Top of EXERCISE PASSAGE

As Maurer is not yet assigned to a flight, knowledge of Chinese is a “strong asset” that could put him in poll position for any bilateral flight with China. Only two other ESA astronauts have opted to learn the language. “Until it is clear which will be my path, I need to train in all the language skills,” he explains. If he works with the CNSA, his Russian lessons would stop immediately to enable him to focus fully on preparations for a flight to the Chinese Space Station. Similarly, a flight to the ISS would put an end to his Mandarin studies. Currently, he has two lessons a week with a native Chinese teacher and two with a Russian native – “but not on the same day as it confuses me”. Already fairly confident in spoken Chinese, he recently started learning the Chinese characters and is aiming to achieve level B1 in writing.

Bottom of EXERCISE PASSAGE
Top of EXTRACTED INFORMATION

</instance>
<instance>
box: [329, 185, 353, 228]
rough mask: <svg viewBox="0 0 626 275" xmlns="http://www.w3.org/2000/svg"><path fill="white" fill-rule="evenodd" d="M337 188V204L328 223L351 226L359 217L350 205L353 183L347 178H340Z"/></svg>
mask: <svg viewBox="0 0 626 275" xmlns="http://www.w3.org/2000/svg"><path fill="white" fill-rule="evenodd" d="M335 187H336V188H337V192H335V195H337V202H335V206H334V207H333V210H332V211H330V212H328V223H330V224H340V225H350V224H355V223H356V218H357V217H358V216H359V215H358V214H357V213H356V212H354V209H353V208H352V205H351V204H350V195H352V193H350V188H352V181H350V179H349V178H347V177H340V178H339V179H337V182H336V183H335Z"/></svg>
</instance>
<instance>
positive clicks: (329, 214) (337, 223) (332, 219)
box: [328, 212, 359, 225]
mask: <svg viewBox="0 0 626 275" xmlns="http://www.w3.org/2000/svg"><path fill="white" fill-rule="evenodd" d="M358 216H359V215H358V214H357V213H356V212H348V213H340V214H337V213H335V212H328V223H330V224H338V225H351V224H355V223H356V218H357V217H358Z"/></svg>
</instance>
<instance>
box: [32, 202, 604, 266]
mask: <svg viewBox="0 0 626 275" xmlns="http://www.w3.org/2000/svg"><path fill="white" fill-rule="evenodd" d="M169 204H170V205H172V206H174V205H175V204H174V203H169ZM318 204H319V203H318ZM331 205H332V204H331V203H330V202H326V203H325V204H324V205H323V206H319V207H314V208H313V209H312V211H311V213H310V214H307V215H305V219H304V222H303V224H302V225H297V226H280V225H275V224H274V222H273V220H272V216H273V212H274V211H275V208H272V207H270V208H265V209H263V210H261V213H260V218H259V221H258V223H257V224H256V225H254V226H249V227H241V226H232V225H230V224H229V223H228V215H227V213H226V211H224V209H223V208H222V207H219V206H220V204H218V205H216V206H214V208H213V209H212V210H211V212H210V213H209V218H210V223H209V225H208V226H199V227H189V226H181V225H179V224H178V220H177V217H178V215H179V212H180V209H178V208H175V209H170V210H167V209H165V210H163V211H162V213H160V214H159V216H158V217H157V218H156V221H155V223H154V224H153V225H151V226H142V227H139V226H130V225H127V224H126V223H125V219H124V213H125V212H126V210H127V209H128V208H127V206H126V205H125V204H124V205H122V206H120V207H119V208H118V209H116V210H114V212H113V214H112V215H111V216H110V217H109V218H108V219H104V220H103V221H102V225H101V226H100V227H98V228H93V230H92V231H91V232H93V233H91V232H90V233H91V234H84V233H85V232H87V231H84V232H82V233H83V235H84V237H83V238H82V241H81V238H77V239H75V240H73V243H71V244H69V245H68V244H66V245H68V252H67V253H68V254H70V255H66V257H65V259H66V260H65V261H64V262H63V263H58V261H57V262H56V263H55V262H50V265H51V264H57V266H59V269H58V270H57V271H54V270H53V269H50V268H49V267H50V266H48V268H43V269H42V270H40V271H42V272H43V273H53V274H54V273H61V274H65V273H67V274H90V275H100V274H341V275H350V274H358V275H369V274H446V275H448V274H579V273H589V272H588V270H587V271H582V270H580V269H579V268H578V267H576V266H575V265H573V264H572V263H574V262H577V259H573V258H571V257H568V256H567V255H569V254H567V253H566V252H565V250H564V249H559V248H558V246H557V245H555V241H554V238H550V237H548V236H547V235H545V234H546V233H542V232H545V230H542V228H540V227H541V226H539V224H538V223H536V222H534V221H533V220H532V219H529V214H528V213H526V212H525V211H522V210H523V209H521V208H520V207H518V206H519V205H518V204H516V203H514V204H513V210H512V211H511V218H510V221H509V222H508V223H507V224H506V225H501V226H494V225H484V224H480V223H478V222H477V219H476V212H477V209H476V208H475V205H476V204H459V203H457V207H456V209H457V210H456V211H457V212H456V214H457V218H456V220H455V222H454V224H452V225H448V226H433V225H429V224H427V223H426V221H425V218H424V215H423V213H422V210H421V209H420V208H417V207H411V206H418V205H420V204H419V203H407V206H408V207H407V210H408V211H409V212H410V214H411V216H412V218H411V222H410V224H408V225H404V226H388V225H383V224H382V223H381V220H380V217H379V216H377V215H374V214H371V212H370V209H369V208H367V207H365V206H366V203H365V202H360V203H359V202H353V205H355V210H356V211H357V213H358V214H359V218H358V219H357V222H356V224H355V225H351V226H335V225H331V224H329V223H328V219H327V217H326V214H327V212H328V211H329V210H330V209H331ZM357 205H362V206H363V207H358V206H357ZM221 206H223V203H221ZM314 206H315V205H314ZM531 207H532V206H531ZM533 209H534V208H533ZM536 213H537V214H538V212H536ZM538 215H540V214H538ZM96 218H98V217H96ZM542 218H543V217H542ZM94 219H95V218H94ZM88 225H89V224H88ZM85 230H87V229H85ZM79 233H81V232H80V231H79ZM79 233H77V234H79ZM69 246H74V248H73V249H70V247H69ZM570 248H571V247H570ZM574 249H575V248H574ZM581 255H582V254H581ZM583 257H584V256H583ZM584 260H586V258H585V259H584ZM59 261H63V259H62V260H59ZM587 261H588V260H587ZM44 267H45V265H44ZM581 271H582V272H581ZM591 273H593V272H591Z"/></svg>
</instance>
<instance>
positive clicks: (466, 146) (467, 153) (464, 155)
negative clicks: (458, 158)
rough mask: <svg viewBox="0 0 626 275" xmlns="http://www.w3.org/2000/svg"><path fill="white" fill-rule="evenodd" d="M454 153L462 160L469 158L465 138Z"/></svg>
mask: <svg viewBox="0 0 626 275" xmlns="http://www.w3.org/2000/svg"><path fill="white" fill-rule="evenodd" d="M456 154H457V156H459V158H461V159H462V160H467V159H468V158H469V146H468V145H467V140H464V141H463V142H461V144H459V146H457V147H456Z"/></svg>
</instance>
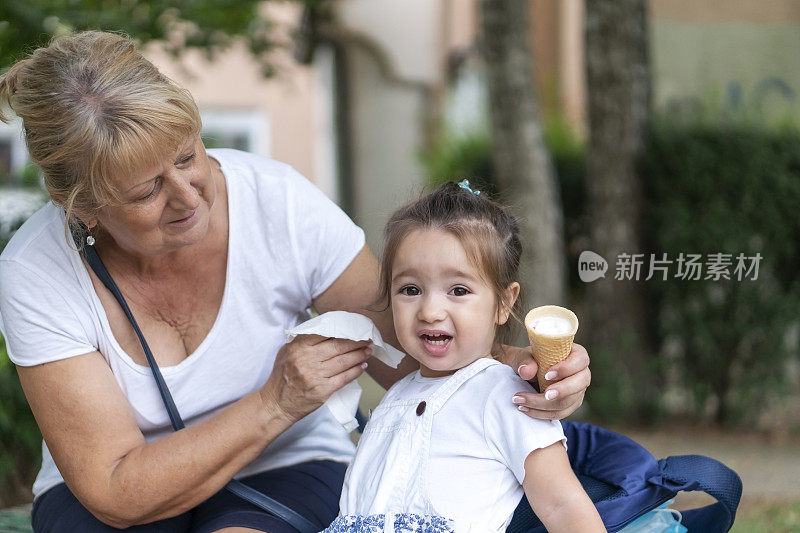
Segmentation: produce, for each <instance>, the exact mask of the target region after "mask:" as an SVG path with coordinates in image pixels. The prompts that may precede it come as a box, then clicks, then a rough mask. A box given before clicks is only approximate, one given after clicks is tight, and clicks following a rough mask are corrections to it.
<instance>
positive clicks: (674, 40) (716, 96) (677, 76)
mask: <svg viewBox="0 0 800 533" xmlns="http://www.w3.org/2000/svg"><path fill="white" fill-rule="evenodd" d="M650 15H651V61H652V68H653V89H654V91H653V93H654V103H655V105H656V107H657V108H659V109H672V108H674V107H676V106H677V107H678V108H681V107H683V108H690V109H691V108H698V109H704V110H705V111H710V112H712V113H713V112H716V111H718V110H720V109H725V110H728V111H730V110H737V111H741V112H744V113H748V114H750V115H755V116H759V117H762V118H764V117H766V118H767V120H771V119H776V120H784V119H786V118H793V119H794V120H795V121H797V120H800V102H799V100H800V63H798V61H797V51H798V50H800V2H797V1H796V0H761V1H756V0H741V1H737V2H728V1H722V0H710V1H707V2H691V1H687V0H651V3H650Z"/></svg>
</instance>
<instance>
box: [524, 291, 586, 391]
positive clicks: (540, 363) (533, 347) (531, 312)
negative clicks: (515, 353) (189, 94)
mask: <svg viewBox="0 0 800 533" xmlns="http://www.w3.org/2000/svg"><path fill="white" fill-rule="evenodd" d="M545 315H549V316H559V317H563V318H566V319H567V320H569V321H570V323H571V324H572V331H571V332H570V333H567V334H563V335H547V334H543V333H539V332H536V331H534V329H533V328H532V327H531V324H532V322H533V320H534V319H536V318H539V317H541V316H545ZM525 329H527V330H528V340H530V342H531V350H532V351H533V358H534V360H535V361H536V363H537V364H538V365H539V371H538V373H537V374H536V378H537V380H538V381H539V390H540V391H541V392H544V390H545V389H546V388H547V387H548V386H550V385H551V384H553V383H555V382H554V381H547V380H546V379H544V375H545V374H547V371H548V370H550V367H551V366H553V365H554V364H556V363H558V362H561V361H563V360H564V359H566V358H567V356H568V355H569V352H570V350H572V339H574V338H575V333H576V332H577V331H578V317H576V316H575V313H573V312H572V311H570V310H569V309H566V308H564V307H559V306H557V305H544V306H542V307H537V308H535V309H531V310H530V311H529V312H528V314H527V315H526V316H525Z"/></svg>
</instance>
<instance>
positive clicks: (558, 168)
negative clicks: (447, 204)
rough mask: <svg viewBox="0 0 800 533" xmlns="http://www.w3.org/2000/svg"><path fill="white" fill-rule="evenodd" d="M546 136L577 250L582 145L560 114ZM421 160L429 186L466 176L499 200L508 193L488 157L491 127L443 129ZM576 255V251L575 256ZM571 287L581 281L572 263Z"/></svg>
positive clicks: (574, 287) (583, 231) (580, 194)
mask: <svg viewBox="0 0 800 533" xmlns="http://www.w3.org/2000/svg"><path fill="white" fill-rule="evenodd" d="M544 140H545V144H546V145H547V147H548V149H549V151H550V155H551V157H552V160H553V166H554V168H555V171H556V177H557V179H558V183H559V187H560V188H559V191H560V194H561V202H562V205H563V208H564V238H565V241H566V243H567V250H568V251H569V252H568V253H569V254H570V260H571V259H573V258H572V257H571V254H572V253H573V252H574V253H578V252H577V250H578V247H577V242H578V241H579V240H580V239H581V238H582V236H584V235H587V233H588V230H587V219H586V216H585V212H586V188H585V180H586V177H585V175H586V150H585V147H584V145H583V143H582V142H581V141H580V140H579V139H578V137H577V136H576V135H575V134H574V133H573V132H572V130H571V129H570V126H569V125H568V124H567V123H566V122H565V121H564V120H563V119H561V118H559V117H554V118H552V119H549V120H547V121H546V122H545V128H544ZM421 160H422V164H423V166H424V167H425V170H426V171H427V174H428V176H429V177H430V184H431V185H432V186H437V185H440V184H442V183H444V182H446V181H461V180H462V179H465V178H466V179H468V180H470V183H471V184H472V186H473V187H475V188H477V189H480V190H482V191H484V190H485V191H486V192H488V193H489V194H490V195H492V196H493V197H494V198H498V199H500V200H501V201H503V200H505V199H509V195H510V194H513V193H511V192H510V191H500V190H498V186H497V180H496V175H495V172H496V171H495V167H494V163H493V162H492V140H491V136H490V134H489V132H487V131H479V132H473V133H469V134H466V135H460V136H459V135H456V134H453V133H445V134H444V135H442V137H441V138H440V139H439V140H438V141H437V142H436V143H434V144H433V146H432V147H431V148H429V149H428V150H427V151H425V152H423V154H422V157H421ZM574 259H575V261H577V255H575V257H574ZM569 274H570V280H569V281H570V287H571V288H573V289H578V287H579V285H580V284H581V282H580V280H579V279H578V275H577V271H575V269H571V270H570V272H569Z"/></svg>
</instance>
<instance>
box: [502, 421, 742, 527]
mask: <svg viewBox="0 0 800 533" xmlns="http://www.w3.org/2000/svg"><path fill="white" fill-rule="evenodd" d="M562 426H563V427H564V434H565V435H566V436H567V444H568V451H567V454H568V455H569V459H570V463H571V464H572V469H573V470H574V471H575V474H576V475H577V476H578V479H579V480H580V481H581V483H582V484H583V486H584V488H585V489H586V492H587V493H588V494H589V496H590V497H591V498H592V501H593V502H595V506H596V507H597V510H598V512H599V513H600V516H601V517H602V519H603V523H604V524H605V525H606V529H608V531H609V533H614V532H616V531H619V530H621V529H622V528H623V527H625V526H626V525H627V524H629V523H631V522H632V521H634V520H635V519H636V518H637V517H639V516H641V515H642V514H644V513H646V512H647V511H650V510H651V509H654V508H656V507H658V506H660V505H661V504H663V503H664V502H666V501H668V500H670V499H672V498H673V497H675V495H676V494H677V493H678V492H679V491H682V490H687V491H693V490H701V491H704V492H707V493H708V494H710V495H711V496H713V497H715V498H716V499H717V500H718V502H717V503H715V504H712V505H708V506H706V507H702V508H700V509H694V510H691V511H686V512H683V513H682V514H683V516H684V519H683V521H682V523H683V524H684V525H685V526H686V527H687V528H688V530H689V533H724V532H726V531H728V530H729V529H730V528H731V526H732V525H733V520H734V518H735V517H736V508H737V507H738V505H739V500H740V498H741V495H742V482H741V479H739V476H738V475H737V474H736V472H734V471H733V470H731V469H730V468H728V467H726V466H725V465H723V464H722V463H720V462H719V461H716V460H714V459H711V458H709V457H703V456H699V455H690V456H674V457H668V458H666V459H661V460H660V461H656V459H655V458H654V457H653V456H652V455H651V454H650V452H648V451H647V450H646V449H644V448H643V447H642V446H640V445H639V444H637V443H636V442H634V441H632V440H631V439H629V438H627V437H625V436H623V435H620V434H618V433H614V432H613V431H609V430H607V429H604V428H601V427H598V426H593V425H591V424H585V423H581V422H569V421H562ZM507 533H546V530H545V528H544V526H543V525H542V523H541V521H539V519H538V517H536V515H535V514H534V513H533V511H532V510H531V509H530V506H529V505H528V503H527V501H526V499H525V498H523V499H522V501H521V502H520V504H519V506H518V507H517V510H516V511H515V512H514V517H513V519H512V521H511V524H510V525H509V527H508V529H507Z"/></svg>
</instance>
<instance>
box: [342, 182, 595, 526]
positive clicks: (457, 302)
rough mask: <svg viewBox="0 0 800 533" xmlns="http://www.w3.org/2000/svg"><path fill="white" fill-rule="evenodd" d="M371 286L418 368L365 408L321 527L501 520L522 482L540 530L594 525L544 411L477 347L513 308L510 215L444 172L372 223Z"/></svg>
mask: <svg viewBox="0 0 800 533" xmlns="http://www.w3.org/2000/svg"><path fill="white" fill-rule="evenodd" d="M385 237H386V243H385V248H384V253H383V259H382V270H381V289H382V296H383V297H384V298H385V299H386V301H387V302H388V303H389V305H391V308H392V313H393V316H394V326H395V331H396V332H397V337H398V339H399V341H400V343H401V344H402V346H403V348H404V351H405V352H406V353H407V354H408V355H410V356H411V357H413V358H414V359H416V360H417V361H419V364H420V369H419V371H417V372H414V373H412V374H411V375H409V376H407V377H406V378H404V379H402V380H401V381H399V382H398V383H396V384H395V385H394V386H393V387H392V388H391V389H389V391H388V392H387V393H386V395H385V396H384V398H383V400H382V401H381V403H380V405H378V407H377V408H376V409H375V411H374V412H373V413H372V417H371V419H370V421H369V423H368V424H367V426H366V429H365V431H364V434H363V435H362V437H361V440H360V442H359V444H358V449H357V451H356V456H355V459H354V460H353V463H352V464H351V465H350V467H349V468H348V470H347V475H346V478H345V483H344V488H343V491H342V496H341V499H340V502H339V503H340V515H339V517H338V518H337V519H336V520H335V521H334V522H333V524H331V526H330V527H329V528H328V529H327V530H326V531H327V532H331V533H334V532H345V531H347V532H367V531H368V532H373V531H375V532H387V531H397V532H416V531H424V532H449V531H456V532H458V533H462V532H467V531H473V532H480V533H488V532H492V531H498V532H501V531H505V529H506V527H507V526H508V524H509V522H510V521H511V517H512V515H513V513H514V509H515V508H516V507H517V505H518V504H519V502H520V499H521V498H522V495H523V493H524V494H525V495H526V496H527V498H528V501H529V502H530V504H531V506H532V507H533V510H534V511H535V512H536V514H537V515H538V516H539V518H540V519H541V520H542V522H543V523H544V524H545V526H546V527H547V529H548V531H550V532H557V531H565V532H575V531H580V532H582V533H585V532H594V531H605V528H604V527H603V523H602V521H601V520H600V516H599V515H598V514H597V511H596V509H595V507H594V505H593V504H592V502H591V500H590V499H589V497H588V496H587V495H586V493H585V492H584V491H583V488H582V487H581V485H580V483H579V482H578V480H577V478H576V477H575V475H574V474H573V472H572V469H571V468H570V464H569V460H568V458H567V453H566V449H565V444H566V439H565V437H564V433H563V431H562V429H561V424H560V423H559V422H557V421H555V422H546V421H542V420H534V419H531V418H529V417H527V416H525V415H524V414H523V413H520V412H519V411H517V410H515V409H512V408H510V407H512V406H513V404H512V403H511V399H512V398H513V396H514V394H515V393H517V392H519V391H521V390H532V388H531V387H530V385H529V384H528V383H527V382H525V381H523V380H522V379H520V378H519V377H518V376H517V375H516V374H515V373H514V371H513V370H512V369H511V368H509V367H508V366H506V365H503V364H501V363H499V362H498V361H495V360H494V359H492V358H491V355H490V353H491V352H492V349H493V347H494V348H497V346H498V343H499V342H500V341H501V340H502V337H503V334H504V333H506V332H507V330H508V325H509V324H508V320H509V317H510V316H515V317H516V316H517V315H518V313H516V311H517V309H518V308H519V302H518V296H519V290H520V285H519V283H518V282H517V273H518V270H519V262H520V254H521V251H522V247H521V245H520V240H519V235H518V226H517V223H516V221H515V220H514V218H513V217H511V216H510V215H509V214H508V213H506V212H505V211H504V210H503V209H502V208H501V207H500V206H499V205H498V204H496V203H494V202H492V201H491V200H488V199H487V198H486V197H485V196H484V195H479V193H478V192H473V191H471V190H470V189H469V188H468V185H464V182H462V184H461V186H459V185H457V184H455V183H447V184H445V185H443V186H442V187H440V188H439V189H438V190H437V191H436V192H434V193H433V194H431V195H429V196H426V197H424V198H422V199H420V200H418V201H416V202H413V203H411V204H409V205H407V206H406V207H403V208H401V209H400V210H398V211H397V212H396V213H395V214H394V215H393V216H392V218H391V219H390V220H389V223H388V224H387V226H386V235H385Z"/></svg>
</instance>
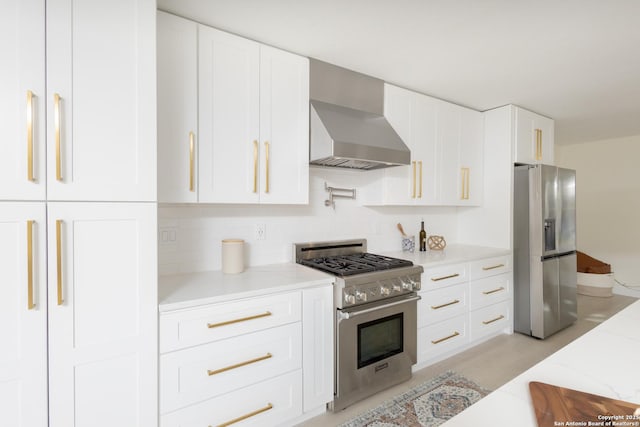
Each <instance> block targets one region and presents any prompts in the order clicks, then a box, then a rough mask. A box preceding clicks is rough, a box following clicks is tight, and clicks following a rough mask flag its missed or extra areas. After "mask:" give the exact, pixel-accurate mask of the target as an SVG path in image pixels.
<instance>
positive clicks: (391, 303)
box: [330, 293, 420, 411]
mask: <svg viewBox="0 0 640 427" xmlns="http://www.w3.org/2000/svg"><path fill="white" fill-rule="evenodd" d="M419 299H420V297H419V296H418V295H417V294H416V293H411V294H408V295H402V296H399V297H395V298H389V299H387V300H384V301H379V302H375V303H371V304H363V305H361V306H359V307H353V308H348V309H343V310H336V312H337V314H336V315H337V319H336V382H335V399H334V402H333V405H332V407H331V408H330V409H332V410H333V411H338V410H341V409H343V408H345V407H347V406H348V405H350V404H352V403H354V402H356V401H358V400H361V399H363V398H365V397H367V396H370V395H372V394H374V393H377V392H378V391H380V390H384V389H386V388H388V387H390V386H392V385H394V384H397V383H400V382H403V381H406V380H408V379H409V378H411V365H413V364H415V363H416V353H417V352H416V329H417V319H416V312H417V301H418V300H419Z"/></svg>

Bottom of EXTRACTED INFORMATION

[PROBLEMS TO WORK ON]:
1 – Rewrite the listing as a numbered list with blank lines omitted, starting with its first line and going on through the line with "188V204L328 223L351 226L359".
2 – Extend the passage about Maurer's language training, picking up right after its final sentence.

[RESPONSES]:
1 –
1. </instance>
2. <instance>
3. box: [329, 185, 353, 228]
4. rough mask: <svg viewBox="0 0 626 275" xmlns="http://www.w3.org/2000/svg"><path fill="white" fill-rule="evenodd" d="M337 188V204L328 223L351 226L359 217L350 205L353 183L347 178H340Z"/></svg>

2 –
Along with all ESA staff, his language training began at the Bochum Language Institute, close to the ESA centre in Cologne. The courses are not designed exclusively for astronauts, but after intensive training of 7-10 weeks, they begin one-on-one classes at ESA, which cover the specific vocabulary required. For Chinese, he describes himself as a “guinea pig”, following a new methodology of learning through pinyin. “In seven weeks we had a language level for oral capacity that was almost good enough – very close to the B2 level,” he says. “The course is really intensive, really quick, really efficient. But then you need to master the language. It’s quickly learnt but also quickly forgotten.”
By contrast, the Russian programme is well established, with 3-4 weeks training in St Petersburg following the intensive language course, and further in-country training on the Soyuz aircraft once astronauts are assigned a flight. At first this is done through an interpreter, but as astronauts gain confidence in Russian they are expected to study without interpretation.
At this stage, it is important that the crew works closely together, as well as with the other crews they will live with on the ISS. There are always two crews at the space station, each for a six-month period, with one crew arriving to relieve another every three months. “You train with the other crews to make sure that the six people really understand each other,” says Maurer.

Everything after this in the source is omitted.